* BEGIN Passage to read *

What are the most challenging environments for autonomous cars?
Autonomous cars operate relatively well on motorways but have a harder time in town with many road users, especially pedestrians. The latter are extremely difficult to “read” in terms of predictions. In addition, how can the vehicle interact with pedestrians? Since there is no driver, the pedestrian has no one to look at, which could prove quite disorienting. It is essential to avoid the vicious circle: a vehicle doesn’t know how to communicate with pedestrians, the latter has an erratic behavior and therefore, the vehicle too... One possible solution is to program defensive trajectories that are not conservative i.e. being able to react and defend oneself against hazards without making the hypothesis that everyone does whatever they like. An autonomous vehicle must be able to avoid all accidents but it will not be able to do so in the event that someone wants to cause an accident. Mathematically, being able to protect oneself against any reaction from a driver is protecting oneself against the worst case scenario i.e. that all road users seek to cause an accident. In this case, is it even reasonable to start the car?
Another difficulty lies in the differences between countries. For example, the Swiss stop 6 feet before a pedestrian crossing. In Paris, consider yourself lucky if a car stops one foot inside the crossing... This is why autonomous cars will never be global. The social factor must be adapted to each country.
There is much talk about the moral choice that an independent car should make in the event of an accident, killing its driver vs a group of pedestrians, hitting a single pedestrian vs a group of pedestrians, etc. Are these real problems?
From my point of view, this type of moral reasoning is absurd, because the question should never be put in these terms. A judge who rules on a case of road death will blame the driver for not having controlled their car and causing an accident. I do not know of any judgment where a driver is convicted for killing three people when, in case of having steered, they would have killed only one. Today, algorithms at work in autonomous cars are simply unable to make this kind of choice. They try to avoid accidents, nothing more. In the event of an accident, if driverless car knowingly decided to kill a person rather than hitting a group of people, I am sure that premeditation would be held against it! There will be no piece of code saying “I will kill.” As far as I know, Tesla has been involved in two fatal accidents but never inserted such a piece of code.

* END Passage to read *
* BEGIN Dataset entries *

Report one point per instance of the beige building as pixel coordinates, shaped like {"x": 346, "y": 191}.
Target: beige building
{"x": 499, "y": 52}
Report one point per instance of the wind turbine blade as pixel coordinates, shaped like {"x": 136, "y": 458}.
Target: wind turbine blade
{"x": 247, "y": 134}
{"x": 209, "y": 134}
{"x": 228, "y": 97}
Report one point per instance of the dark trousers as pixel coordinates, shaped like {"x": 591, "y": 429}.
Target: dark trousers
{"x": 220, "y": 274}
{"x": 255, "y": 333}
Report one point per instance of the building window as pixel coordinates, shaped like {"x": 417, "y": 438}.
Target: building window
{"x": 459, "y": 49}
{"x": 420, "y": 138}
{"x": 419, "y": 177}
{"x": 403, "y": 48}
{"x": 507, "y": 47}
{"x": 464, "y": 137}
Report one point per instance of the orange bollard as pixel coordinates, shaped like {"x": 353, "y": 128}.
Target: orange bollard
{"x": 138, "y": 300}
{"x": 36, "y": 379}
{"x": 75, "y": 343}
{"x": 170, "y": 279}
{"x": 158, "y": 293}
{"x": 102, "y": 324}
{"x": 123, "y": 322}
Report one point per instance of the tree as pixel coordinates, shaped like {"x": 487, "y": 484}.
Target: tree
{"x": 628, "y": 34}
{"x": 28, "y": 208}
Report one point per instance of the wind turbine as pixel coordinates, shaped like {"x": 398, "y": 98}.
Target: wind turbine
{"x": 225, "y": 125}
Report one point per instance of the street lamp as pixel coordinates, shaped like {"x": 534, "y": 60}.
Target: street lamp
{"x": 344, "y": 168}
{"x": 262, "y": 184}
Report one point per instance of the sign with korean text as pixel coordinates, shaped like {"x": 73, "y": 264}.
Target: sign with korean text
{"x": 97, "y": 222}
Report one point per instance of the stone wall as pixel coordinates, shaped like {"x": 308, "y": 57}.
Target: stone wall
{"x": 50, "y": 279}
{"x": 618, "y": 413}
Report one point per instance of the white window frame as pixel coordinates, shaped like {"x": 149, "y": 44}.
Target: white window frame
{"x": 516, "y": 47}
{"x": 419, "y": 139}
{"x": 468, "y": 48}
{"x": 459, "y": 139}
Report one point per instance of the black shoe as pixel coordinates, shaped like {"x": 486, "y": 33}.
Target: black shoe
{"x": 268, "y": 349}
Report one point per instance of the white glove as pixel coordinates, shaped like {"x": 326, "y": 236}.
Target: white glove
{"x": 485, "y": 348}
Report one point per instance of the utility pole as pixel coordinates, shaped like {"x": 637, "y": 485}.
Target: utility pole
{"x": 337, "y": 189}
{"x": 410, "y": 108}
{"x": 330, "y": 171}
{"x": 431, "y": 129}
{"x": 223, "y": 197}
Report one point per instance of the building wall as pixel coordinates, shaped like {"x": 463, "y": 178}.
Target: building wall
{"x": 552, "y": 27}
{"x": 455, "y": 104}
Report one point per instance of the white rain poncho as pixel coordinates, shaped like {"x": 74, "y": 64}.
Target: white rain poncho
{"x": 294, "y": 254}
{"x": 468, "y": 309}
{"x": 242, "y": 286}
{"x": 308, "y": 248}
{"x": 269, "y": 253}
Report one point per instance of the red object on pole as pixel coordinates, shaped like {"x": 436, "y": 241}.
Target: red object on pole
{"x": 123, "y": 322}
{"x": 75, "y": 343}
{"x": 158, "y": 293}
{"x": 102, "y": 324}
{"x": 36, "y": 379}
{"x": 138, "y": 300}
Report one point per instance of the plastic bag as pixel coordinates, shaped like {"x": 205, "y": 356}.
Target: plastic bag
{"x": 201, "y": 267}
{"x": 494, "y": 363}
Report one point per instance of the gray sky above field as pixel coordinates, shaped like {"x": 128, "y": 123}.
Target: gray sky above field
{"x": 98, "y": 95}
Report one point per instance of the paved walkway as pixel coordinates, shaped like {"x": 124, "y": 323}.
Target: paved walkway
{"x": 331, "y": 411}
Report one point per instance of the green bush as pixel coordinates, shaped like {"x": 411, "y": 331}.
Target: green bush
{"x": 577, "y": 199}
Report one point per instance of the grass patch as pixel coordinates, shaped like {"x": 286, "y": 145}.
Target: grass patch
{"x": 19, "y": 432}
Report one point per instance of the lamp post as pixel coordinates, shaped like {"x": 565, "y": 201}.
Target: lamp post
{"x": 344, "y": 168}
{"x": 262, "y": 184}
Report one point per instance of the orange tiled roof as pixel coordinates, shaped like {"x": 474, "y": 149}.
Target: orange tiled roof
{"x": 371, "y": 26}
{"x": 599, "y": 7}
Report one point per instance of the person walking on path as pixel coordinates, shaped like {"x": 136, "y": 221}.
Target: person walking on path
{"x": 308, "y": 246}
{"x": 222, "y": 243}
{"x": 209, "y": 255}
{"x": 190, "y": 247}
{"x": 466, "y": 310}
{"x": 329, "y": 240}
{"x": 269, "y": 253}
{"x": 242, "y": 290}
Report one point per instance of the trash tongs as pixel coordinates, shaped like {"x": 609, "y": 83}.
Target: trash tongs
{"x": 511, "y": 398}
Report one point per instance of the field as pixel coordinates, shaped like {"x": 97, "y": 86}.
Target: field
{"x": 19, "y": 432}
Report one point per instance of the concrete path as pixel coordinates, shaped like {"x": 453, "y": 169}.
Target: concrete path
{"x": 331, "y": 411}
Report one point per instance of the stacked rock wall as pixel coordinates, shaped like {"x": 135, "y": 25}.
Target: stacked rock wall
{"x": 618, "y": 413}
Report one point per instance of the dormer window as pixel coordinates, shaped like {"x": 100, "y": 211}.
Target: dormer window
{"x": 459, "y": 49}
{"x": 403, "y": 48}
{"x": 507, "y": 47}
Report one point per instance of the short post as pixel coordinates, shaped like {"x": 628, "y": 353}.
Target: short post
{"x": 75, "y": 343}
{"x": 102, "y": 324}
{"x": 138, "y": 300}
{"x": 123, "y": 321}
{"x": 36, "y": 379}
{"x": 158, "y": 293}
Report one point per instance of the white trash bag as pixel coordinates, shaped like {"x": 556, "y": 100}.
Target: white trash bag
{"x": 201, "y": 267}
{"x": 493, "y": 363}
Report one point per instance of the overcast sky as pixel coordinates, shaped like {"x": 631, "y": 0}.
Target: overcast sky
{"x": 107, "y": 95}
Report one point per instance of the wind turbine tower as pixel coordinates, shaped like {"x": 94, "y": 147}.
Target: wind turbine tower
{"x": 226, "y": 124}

* END Dataset entries *

● Job:
Print the stretch of the autonomous-car passage from "Another difficulty lies" through "to each country." word for word.

● The response:
Another difficulty lies in the differences between countries. For example, the Swiss stop 6 feet before a pedestrian crossing. In Paris, consider yourself lucky if a car stops one foot inside the crossing... This is why autonomous cars will never be global. The social factor must be adapted to each country.